### Objectives
1. Reproduce word for word the portion of the passage about the communion cup starting at "Can One Drink" and ending at "mentioned and meant.".
2. Answer these questions from the passage about the communion cup:
(a) Which verse in Luke is cited for the words "This cup is the new testament in my blood"?
(b) What definition of "cup" is quoted from Thayer's Greek-English Lexicon?
(c) How is the sister's cup described in the quotation from Ezek 23:32?
3. In the passage about the communion cup, why does the author conclude that Christ's blood is not the cup? Answer in one to three sentences.

Now that we know there was only one cup used when Jesus established His memorial, let us see if there is any significance placed on the cup by our Lord.
The Cup Is The New Testament
Brother Roberts would like for me to believe the bible states: "'this cup is my blood', and because we know the container is not his blood but the fruit of the vine is; so that is what Jesus called a cup." I admit this would change things if it was true but that is the problem. Christ did not say "this cup is my blood." What Jesus did say can be found in Luke 22:20 "This cup is the new testament in my blood" (1 Cor 11:25). I am sure you would agree the New Testament is not Christ's blood so the only conclusion that can be drawn is Christ's blood is not the cup because: "cup is the new testament in my blood." But what does "cup" really mean? Thayer's Greek-English Lexicon pg 533 states, "a cup, a drinking vessel." Now I ask you, what was this wine in? Maybe a bottle or bucket? No, it was in a cup as we all can read, and the cup represents the New Testament.
Can One Drink A Cup?
Let us turn our attention to Matt 26:27 "And he took the cup, and gave thanks, and gave it to them, saying, Drink ye all of it." Many would probably say to me about this verse, "you can't drink a container. Therefore, 'cup' cannot mean a container. Scripture says; 'drink this cup' and 'drink of that cup' and we couldn't follow this command if cup means a container." Brother Roberts, does this pretty much sum up your position? Let me show you a biblical example of where a "cup" is mentioned and meant.
(Excerpts taken from E.H.Miller's Proof: Cups Are Not Scriptural) Please, turn with me to Ezek 23:32 "Thus saith the Lord GOD; Thou shalt drink of thy sister's cup deep and large: ... it containeth much" (ASV). This "cup" mentioned here was "deep and Large" and that it "containeth much." This verse certainly refers to the container. Remember now that "it containeth" and that it was "deep and large."

### Records supplied
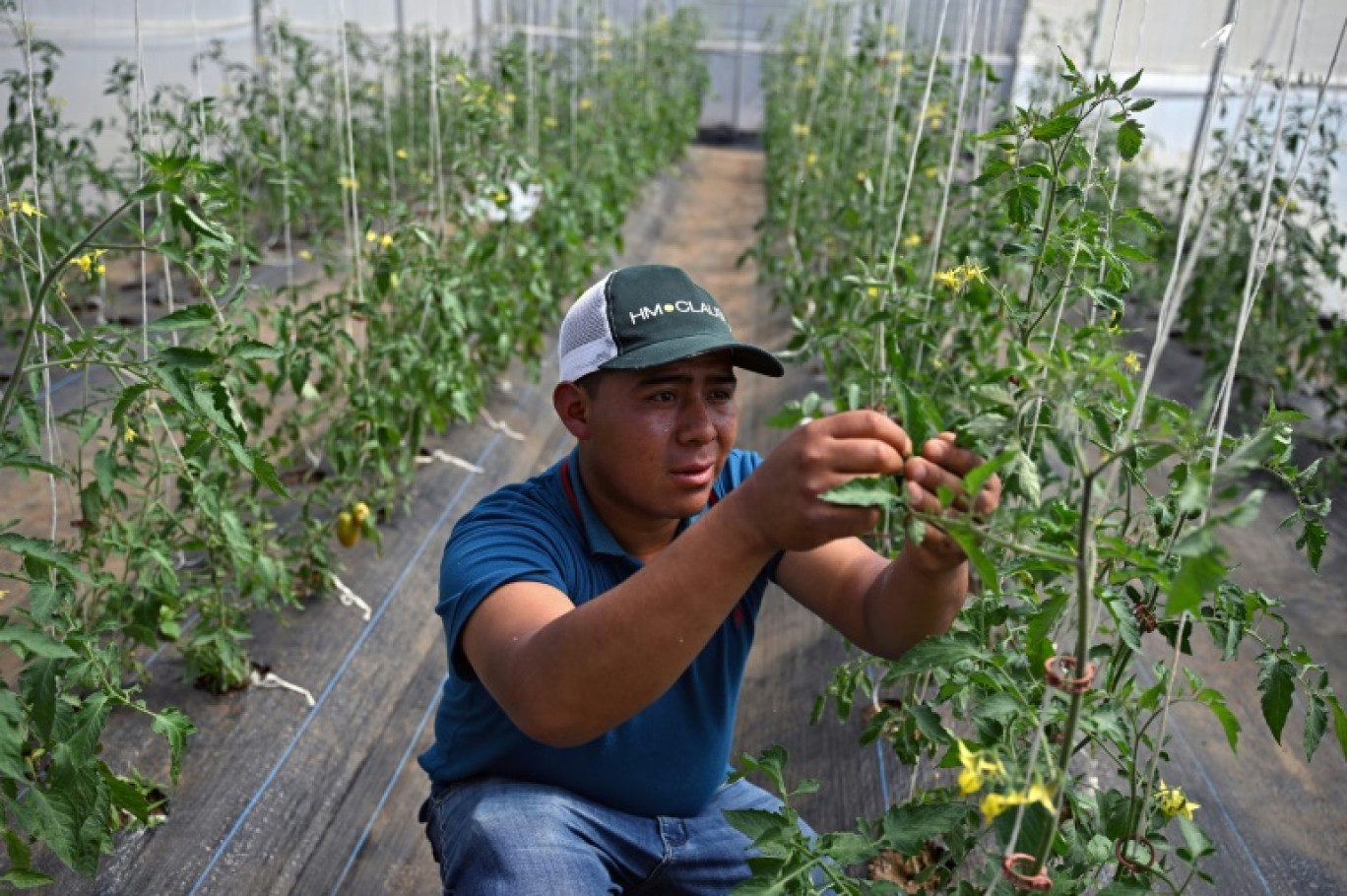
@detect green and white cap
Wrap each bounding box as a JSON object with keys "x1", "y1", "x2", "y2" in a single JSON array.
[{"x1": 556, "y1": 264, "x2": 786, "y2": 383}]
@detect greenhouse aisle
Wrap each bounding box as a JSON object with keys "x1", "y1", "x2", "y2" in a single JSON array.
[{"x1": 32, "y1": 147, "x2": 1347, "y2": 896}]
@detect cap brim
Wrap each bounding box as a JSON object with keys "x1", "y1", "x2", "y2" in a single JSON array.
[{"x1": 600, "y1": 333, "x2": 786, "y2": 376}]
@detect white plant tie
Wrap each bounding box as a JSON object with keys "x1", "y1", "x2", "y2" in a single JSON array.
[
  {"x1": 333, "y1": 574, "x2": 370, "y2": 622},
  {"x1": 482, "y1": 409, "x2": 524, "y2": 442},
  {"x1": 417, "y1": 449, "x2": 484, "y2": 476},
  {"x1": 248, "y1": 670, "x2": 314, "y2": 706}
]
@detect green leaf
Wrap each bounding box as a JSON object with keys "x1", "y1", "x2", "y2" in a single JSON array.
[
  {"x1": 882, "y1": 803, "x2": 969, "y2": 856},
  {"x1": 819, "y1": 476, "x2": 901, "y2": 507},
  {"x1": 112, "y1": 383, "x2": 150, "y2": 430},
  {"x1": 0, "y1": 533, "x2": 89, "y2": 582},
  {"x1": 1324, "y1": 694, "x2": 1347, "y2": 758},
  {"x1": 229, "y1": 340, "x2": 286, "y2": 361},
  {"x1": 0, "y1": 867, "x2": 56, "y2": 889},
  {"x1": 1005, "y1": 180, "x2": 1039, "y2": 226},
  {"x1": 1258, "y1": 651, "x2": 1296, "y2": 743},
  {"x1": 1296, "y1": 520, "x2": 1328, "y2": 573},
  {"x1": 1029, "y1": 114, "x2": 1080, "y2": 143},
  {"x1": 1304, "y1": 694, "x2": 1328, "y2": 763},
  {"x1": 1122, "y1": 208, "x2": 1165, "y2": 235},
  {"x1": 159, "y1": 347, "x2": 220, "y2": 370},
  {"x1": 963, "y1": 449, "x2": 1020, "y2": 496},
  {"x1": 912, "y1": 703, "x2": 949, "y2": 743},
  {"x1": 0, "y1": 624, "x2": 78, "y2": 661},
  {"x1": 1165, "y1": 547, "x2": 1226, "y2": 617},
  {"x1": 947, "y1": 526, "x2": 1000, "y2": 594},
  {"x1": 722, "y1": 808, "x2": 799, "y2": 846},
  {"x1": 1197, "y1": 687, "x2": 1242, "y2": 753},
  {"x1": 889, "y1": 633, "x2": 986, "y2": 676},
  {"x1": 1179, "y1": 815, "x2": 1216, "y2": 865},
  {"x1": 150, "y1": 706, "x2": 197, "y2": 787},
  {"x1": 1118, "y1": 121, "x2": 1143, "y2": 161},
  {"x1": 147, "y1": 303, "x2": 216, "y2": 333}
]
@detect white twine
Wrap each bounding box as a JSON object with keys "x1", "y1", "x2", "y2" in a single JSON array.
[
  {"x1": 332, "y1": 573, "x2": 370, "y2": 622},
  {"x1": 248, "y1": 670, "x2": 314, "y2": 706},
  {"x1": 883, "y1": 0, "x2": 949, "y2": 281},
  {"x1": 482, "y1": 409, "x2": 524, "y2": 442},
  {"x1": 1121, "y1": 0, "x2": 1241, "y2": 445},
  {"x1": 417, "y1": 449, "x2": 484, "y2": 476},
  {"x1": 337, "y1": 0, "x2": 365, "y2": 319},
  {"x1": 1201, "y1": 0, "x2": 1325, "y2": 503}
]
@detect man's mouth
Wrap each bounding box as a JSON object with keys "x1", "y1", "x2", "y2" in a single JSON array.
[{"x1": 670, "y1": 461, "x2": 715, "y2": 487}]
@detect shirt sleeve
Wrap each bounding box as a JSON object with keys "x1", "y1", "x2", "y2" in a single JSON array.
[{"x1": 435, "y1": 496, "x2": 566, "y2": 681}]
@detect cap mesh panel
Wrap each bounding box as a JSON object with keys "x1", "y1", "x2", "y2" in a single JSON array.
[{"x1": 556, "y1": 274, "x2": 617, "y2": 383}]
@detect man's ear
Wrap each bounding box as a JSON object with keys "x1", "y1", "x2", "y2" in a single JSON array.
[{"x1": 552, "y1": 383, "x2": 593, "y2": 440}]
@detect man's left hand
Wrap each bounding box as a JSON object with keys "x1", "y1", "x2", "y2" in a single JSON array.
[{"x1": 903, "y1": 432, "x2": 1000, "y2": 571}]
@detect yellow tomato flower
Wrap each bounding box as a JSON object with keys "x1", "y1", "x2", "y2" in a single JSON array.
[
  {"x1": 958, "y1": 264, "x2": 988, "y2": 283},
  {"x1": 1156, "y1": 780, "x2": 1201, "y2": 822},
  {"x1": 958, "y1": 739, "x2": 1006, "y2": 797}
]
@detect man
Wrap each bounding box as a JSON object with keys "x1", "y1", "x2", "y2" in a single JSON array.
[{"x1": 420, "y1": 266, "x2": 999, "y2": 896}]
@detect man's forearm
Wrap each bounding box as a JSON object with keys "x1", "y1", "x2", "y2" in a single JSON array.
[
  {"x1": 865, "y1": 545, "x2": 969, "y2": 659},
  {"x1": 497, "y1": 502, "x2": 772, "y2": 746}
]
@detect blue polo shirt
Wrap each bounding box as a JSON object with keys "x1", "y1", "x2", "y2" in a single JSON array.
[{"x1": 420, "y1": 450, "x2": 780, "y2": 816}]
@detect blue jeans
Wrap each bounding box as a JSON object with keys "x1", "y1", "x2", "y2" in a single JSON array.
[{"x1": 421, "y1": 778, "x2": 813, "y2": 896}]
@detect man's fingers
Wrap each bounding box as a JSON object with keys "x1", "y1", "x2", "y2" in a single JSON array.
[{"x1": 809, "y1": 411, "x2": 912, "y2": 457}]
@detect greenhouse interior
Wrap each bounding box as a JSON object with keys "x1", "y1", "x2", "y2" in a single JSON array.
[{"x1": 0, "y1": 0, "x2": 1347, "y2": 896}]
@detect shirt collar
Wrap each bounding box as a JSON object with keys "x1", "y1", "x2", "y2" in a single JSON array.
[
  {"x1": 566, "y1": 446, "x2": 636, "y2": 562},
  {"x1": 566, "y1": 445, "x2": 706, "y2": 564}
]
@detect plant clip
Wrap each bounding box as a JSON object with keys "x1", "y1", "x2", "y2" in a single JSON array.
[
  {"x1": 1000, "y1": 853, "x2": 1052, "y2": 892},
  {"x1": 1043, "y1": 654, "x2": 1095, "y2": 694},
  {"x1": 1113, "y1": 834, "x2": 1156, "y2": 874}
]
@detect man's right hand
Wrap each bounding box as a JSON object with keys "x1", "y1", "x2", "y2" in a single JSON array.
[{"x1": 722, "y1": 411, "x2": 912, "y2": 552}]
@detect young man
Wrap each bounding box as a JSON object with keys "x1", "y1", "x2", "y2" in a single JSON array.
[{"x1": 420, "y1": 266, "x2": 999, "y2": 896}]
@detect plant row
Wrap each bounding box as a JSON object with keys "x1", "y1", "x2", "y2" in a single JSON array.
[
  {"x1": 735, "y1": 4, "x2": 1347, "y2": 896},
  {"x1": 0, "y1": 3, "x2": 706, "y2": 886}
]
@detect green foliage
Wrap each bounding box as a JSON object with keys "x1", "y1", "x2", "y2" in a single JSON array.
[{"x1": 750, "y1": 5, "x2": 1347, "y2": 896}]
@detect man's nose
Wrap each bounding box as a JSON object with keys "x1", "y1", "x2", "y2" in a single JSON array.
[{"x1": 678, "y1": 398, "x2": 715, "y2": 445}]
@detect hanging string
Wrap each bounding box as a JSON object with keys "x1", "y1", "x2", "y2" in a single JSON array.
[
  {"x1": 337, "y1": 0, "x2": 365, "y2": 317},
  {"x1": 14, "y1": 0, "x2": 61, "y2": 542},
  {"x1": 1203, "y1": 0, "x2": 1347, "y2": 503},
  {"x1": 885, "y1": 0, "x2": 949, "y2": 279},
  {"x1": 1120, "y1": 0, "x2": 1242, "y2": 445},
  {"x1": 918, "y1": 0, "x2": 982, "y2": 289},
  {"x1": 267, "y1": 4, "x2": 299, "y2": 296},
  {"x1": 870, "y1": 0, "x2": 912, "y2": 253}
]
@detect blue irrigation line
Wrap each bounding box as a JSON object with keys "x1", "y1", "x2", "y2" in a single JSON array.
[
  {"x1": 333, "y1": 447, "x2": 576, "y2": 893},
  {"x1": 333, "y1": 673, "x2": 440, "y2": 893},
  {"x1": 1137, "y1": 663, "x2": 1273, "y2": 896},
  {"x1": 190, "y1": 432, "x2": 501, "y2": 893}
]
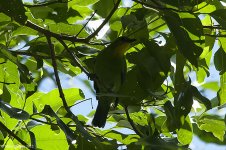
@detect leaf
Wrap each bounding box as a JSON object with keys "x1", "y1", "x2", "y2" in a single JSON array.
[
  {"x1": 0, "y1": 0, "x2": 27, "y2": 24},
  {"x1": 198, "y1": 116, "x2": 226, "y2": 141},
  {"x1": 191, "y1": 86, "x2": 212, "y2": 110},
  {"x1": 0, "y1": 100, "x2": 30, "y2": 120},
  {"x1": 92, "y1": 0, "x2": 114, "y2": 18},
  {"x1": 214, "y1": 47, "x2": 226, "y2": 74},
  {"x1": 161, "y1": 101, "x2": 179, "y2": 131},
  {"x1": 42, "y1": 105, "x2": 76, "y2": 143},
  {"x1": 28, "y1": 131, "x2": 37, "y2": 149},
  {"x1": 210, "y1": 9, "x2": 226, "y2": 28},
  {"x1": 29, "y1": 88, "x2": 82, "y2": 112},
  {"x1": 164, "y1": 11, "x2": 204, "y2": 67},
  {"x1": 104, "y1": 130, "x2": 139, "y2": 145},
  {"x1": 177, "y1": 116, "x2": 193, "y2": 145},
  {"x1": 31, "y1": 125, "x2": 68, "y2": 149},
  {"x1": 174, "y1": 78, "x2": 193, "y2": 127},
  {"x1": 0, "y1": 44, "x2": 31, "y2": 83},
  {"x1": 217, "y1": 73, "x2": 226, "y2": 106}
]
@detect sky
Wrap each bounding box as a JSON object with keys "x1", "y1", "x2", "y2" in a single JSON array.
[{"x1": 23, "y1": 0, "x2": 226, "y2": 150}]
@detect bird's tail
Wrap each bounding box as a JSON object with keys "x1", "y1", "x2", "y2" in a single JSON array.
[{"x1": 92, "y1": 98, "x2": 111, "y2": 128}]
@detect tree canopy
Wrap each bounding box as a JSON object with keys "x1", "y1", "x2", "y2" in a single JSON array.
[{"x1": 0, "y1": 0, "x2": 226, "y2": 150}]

### Per-task outputs
1.
Can One Drink A Cup?
Let us turn our attention to Matt 26:27 "And he took the cup, and gave thanks, and gave it to them, saying, Drink ye all of it." Many would probably say to me about this verse, "you can't drink a container. Therefore, 'cup' cannot mean a container. Scripture says; 'drink this cup' and 'drink of that cup' and we couldn't follow this command if cup means a container." Brother Roberts, does this pretty much sum up your position? Let me show you a biblical example of where a "cup" is mentioned and meant.

2.
(a) Luke 22:20
(b) "a cup, a drinking vessel"
(c) As "deep and large," and it "containeth much"

3. Jesus did not say "this cup is my blood." He said "This cup is the new testament in my blood." Since the New Testament is not Christ's blood, the author concludes that the cup cannot be Christ's blood.